Extracted records
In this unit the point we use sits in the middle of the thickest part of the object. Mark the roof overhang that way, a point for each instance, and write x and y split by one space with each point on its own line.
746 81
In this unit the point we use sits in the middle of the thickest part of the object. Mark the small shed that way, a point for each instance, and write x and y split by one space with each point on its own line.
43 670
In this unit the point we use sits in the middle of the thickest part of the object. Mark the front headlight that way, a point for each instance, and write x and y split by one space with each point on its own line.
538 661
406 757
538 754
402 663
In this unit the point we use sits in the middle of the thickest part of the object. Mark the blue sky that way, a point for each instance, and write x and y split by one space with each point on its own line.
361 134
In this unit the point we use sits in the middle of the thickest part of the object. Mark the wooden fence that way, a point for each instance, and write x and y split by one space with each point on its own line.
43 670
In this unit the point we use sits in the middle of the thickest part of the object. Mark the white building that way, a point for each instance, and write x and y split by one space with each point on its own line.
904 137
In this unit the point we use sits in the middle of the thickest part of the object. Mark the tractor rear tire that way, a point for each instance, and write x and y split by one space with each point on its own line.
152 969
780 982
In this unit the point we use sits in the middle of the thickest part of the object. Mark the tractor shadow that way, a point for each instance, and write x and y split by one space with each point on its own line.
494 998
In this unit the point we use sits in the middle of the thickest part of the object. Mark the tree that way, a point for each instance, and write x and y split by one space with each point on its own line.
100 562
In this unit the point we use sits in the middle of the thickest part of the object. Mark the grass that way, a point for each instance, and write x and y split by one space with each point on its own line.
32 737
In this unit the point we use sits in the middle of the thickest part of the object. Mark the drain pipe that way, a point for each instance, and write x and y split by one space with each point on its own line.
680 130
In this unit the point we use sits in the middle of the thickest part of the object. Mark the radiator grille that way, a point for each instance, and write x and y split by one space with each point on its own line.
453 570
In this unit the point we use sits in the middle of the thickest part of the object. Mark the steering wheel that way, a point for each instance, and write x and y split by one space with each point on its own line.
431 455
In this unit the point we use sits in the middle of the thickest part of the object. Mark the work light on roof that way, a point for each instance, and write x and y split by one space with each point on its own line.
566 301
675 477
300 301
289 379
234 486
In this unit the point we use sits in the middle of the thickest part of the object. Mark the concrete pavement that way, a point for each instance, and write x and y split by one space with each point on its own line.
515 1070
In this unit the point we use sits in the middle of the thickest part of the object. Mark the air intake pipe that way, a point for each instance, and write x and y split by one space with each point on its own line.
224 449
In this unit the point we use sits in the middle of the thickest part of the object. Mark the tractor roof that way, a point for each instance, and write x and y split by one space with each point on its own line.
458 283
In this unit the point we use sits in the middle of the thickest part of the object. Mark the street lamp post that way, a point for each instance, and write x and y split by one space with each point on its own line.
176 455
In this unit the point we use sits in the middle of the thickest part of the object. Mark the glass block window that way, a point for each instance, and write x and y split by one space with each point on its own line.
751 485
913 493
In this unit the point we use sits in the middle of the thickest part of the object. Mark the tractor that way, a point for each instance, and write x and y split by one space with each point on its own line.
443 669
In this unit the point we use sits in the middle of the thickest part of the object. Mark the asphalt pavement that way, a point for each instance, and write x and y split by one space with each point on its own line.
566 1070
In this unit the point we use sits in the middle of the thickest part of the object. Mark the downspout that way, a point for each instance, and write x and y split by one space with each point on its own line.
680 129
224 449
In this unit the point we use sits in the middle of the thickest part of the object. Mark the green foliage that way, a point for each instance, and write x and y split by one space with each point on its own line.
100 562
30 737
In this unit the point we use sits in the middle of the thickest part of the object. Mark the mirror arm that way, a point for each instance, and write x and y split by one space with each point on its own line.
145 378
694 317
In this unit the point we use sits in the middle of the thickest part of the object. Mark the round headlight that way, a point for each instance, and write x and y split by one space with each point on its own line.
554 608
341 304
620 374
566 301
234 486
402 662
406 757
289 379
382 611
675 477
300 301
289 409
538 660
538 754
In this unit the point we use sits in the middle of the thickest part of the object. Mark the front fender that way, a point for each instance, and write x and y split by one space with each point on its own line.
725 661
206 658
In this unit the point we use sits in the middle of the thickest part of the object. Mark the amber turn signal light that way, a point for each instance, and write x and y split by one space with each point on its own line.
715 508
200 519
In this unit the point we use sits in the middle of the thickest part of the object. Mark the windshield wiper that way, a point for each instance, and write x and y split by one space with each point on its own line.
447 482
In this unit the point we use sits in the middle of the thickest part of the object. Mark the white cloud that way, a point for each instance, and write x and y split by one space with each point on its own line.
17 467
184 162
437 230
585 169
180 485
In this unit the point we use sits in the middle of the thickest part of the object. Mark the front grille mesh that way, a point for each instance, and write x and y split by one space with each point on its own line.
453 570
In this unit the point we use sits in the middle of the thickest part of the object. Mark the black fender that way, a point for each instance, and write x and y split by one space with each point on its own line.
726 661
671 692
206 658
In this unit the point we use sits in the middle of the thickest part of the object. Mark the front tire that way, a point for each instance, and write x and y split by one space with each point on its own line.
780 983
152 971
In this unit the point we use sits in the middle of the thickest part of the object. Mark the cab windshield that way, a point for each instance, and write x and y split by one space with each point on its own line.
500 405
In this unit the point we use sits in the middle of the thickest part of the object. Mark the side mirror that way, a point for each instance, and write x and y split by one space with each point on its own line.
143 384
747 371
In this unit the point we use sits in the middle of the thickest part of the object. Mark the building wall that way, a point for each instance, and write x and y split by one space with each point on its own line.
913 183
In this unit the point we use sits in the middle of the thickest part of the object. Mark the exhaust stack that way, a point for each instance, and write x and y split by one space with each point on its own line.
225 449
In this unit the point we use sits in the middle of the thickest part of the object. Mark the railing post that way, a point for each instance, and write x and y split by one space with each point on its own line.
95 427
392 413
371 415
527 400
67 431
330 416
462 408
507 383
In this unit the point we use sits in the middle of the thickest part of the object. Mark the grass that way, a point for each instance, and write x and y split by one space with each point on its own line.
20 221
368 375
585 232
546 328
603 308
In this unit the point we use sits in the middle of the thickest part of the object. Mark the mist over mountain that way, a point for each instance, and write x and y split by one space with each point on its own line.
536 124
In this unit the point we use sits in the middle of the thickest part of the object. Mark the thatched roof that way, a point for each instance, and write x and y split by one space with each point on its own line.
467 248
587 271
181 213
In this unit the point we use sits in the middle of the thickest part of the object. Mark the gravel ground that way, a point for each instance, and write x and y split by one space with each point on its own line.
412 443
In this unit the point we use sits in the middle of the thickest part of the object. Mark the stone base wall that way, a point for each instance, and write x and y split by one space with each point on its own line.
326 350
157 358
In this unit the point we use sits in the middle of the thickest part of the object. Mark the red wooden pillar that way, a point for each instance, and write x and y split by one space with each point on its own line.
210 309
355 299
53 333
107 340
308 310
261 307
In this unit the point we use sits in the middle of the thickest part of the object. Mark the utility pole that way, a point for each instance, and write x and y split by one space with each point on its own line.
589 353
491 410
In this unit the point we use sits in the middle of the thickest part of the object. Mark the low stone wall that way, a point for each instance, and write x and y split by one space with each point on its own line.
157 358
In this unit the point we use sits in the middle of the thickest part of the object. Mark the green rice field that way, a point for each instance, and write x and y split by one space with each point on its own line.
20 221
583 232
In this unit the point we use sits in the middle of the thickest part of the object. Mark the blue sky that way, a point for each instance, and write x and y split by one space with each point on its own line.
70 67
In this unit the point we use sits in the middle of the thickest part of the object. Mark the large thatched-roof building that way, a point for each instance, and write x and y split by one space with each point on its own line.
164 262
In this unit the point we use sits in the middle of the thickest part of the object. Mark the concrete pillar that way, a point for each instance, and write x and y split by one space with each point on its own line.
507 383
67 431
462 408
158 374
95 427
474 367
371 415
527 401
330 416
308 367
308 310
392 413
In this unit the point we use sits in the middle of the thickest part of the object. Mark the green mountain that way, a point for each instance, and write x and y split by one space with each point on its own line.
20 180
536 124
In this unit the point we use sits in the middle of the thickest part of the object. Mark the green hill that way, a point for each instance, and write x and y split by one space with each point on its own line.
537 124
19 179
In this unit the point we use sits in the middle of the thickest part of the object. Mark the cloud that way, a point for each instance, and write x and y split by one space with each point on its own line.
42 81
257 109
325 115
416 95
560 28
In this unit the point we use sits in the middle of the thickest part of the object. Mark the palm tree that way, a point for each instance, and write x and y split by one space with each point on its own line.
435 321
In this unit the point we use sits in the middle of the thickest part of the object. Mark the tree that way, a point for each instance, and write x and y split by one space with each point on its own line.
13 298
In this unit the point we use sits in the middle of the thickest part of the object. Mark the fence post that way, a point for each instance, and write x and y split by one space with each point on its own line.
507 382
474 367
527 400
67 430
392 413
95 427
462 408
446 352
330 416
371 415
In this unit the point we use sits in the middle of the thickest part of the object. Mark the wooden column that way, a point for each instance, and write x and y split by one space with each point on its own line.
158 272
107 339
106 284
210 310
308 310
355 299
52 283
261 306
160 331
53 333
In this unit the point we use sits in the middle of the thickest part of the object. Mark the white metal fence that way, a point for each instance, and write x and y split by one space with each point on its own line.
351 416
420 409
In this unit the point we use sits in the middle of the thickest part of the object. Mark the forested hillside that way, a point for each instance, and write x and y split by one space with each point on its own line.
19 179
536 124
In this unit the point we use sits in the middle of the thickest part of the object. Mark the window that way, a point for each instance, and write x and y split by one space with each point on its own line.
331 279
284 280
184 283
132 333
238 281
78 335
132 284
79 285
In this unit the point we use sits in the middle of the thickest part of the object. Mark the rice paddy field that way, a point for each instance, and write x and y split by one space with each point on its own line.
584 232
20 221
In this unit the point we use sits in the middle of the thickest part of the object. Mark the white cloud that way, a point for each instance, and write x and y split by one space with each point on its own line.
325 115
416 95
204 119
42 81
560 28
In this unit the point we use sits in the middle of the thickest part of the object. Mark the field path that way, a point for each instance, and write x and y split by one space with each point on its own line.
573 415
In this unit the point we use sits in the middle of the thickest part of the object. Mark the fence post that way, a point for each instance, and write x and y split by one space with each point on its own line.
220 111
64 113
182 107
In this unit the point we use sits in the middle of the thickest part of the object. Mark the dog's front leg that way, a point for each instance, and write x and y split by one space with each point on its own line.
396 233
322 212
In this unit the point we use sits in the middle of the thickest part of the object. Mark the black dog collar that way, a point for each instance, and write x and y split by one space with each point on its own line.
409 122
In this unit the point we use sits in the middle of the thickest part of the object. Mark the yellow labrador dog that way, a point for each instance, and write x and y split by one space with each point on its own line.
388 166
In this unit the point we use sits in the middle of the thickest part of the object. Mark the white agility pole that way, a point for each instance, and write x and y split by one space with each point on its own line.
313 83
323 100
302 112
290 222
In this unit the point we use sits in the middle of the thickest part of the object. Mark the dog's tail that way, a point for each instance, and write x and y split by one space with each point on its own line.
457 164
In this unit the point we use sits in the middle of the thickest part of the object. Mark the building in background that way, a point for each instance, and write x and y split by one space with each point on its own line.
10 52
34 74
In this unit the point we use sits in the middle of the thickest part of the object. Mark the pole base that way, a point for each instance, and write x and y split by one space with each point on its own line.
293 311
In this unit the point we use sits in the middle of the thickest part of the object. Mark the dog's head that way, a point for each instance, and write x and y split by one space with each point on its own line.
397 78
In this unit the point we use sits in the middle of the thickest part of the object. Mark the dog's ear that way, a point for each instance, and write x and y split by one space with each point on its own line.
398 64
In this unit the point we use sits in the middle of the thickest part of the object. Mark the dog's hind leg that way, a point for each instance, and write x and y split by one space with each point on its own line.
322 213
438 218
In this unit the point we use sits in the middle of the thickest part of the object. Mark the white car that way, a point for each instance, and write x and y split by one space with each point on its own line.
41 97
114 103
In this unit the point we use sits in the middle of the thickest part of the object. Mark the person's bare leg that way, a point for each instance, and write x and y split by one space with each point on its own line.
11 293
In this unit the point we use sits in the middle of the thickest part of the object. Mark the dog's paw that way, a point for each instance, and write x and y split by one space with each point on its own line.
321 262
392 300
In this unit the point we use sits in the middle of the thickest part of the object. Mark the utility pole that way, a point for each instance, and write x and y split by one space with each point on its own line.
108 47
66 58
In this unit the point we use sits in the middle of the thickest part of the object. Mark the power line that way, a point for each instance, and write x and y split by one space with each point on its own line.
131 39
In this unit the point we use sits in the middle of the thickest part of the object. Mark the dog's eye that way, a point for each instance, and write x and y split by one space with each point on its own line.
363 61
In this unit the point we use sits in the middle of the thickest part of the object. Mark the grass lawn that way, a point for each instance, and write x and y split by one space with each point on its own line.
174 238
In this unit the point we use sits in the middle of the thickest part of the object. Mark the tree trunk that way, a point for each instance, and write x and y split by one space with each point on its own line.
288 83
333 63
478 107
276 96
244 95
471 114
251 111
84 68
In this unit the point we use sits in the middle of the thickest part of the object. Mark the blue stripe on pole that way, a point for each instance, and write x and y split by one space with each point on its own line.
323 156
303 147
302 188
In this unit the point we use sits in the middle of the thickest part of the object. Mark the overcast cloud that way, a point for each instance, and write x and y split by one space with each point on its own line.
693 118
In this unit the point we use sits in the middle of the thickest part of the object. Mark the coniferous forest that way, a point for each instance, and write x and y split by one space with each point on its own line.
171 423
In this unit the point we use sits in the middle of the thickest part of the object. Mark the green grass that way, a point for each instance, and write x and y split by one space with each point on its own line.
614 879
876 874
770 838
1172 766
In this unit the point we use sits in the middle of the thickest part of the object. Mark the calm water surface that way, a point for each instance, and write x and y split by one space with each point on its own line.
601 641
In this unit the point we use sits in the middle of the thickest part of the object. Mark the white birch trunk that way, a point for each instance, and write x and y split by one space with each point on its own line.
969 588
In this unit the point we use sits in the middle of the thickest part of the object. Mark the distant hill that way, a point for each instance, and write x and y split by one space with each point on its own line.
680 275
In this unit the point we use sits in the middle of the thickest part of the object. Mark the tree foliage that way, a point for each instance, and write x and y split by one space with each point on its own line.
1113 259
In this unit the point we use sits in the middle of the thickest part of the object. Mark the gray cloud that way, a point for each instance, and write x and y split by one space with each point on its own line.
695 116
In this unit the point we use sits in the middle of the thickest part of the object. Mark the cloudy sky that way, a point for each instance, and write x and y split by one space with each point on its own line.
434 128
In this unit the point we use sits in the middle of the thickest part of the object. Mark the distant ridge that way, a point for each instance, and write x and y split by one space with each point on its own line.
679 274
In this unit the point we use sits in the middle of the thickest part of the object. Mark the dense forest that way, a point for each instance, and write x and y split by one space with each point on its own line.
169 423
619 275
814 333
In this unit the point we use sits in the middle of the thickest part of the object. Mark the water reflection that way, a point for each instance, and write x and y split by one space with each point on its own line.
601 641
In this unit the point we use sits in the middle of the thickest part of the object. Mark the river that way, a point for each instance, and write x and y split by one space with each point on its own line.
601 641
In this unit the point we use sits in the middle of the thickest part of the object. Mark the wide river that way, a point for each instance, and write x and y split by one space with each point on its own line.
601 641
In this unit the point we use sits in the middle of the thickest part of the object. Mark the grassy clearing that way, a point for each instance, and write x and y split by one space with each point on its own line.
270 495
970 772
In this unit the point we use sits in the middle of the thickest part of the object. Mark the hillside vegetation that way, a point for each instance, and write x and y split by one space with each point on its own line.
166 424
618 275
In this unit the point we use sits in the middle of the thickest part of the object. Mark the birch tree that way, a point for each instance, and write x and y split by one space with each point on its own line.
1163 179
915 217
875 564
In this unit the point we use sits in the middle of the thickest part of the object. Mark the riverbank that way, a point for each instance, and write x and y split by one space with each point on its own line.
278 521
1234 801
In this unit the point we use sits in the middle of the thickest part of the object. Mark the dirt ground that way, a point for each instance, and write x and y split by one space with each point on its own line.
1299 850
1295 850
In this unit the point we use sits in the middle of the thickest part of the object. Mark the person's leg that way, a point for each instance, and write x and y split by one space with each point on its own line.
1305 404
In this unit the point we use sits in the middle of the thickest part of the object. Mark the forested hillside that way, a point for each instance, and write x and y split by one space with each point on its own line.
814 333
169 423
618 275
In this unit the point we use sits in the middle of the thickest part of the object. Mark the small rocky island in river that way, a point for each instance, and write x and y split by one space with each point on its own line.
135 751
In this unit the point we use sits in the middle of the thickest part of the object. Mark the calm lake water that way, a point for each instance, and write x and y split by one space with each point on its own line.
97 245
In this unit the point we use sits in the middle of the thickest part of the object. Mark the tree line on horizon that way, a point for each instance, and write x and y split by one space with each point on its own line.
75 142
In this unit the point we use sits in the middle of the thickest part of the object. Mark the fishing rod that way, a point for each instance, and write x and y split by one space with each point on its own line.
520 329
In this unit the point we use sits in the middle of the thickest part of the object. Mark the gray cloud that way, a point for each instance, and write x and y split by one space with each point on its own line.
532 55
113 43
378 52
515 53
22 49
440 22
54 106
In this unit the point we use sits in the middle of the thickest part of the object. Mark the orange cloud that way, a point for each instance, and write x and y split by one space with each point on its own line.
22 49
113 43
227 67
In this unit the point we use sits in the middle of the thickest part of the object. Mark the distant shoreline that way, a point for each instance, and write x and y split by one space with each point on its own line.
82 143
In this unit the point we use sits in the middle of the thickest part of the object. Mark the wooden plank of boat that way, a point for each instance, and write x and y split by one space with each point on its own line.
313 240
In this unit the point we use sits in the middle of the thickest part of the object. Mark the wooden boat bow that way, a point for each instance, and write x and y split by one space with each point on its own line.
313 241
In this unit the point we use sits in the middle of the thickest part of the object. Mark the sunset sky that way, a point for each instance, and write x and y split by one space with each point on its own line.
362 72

Given problem
Write out only the final block of lines, starting at the line with "Mark the fishing" and running to the end of the material.

Result
In this unit the point we use sits in the middle of the thickest part of the object. Mark the fishing rod that way, a point for each instance, and write x and y split by one space with each point on its own line.
520 329
In this unit the point we use sits in the middle of the thickest part of the object. Mark the gray cloud that way, a point for each instance, and write x and y split by one space with each point on its own line.
532 55
113 43
378 52
515 53
22 49
440 22
54 106
In this unit the point we use sits in the middle of the thickest part of the object. Mark the orange cloud that way, a point for each instance, and write x and y split by one space with each point on its own line.
22 49
113 43
227 67
In this unit the point we use sits in the middle of the thickest part of the object. Mark the distant shoreline that way, a point for each instance, and write x and y split by one space with each point on its own line.
82 143
In this unit the point we use sits in the middle of the thickest part of the object. Mark the wooden plank of boat that way, a point for each instance, and write x and y split by one space with each point on its own line.
313 240
In this unit the point we use sits in the middle of the thickest part of the object. Mark the wooden boat bow that way, a point for each instance, and write x and y split by one space with each point on its own line.
313 241
In this unit the point we use sits in the middle of the thickest part of the object. Mark the sunset sky that way, a point for each instance, and write x and y split by one space with each point on its own line.
362 72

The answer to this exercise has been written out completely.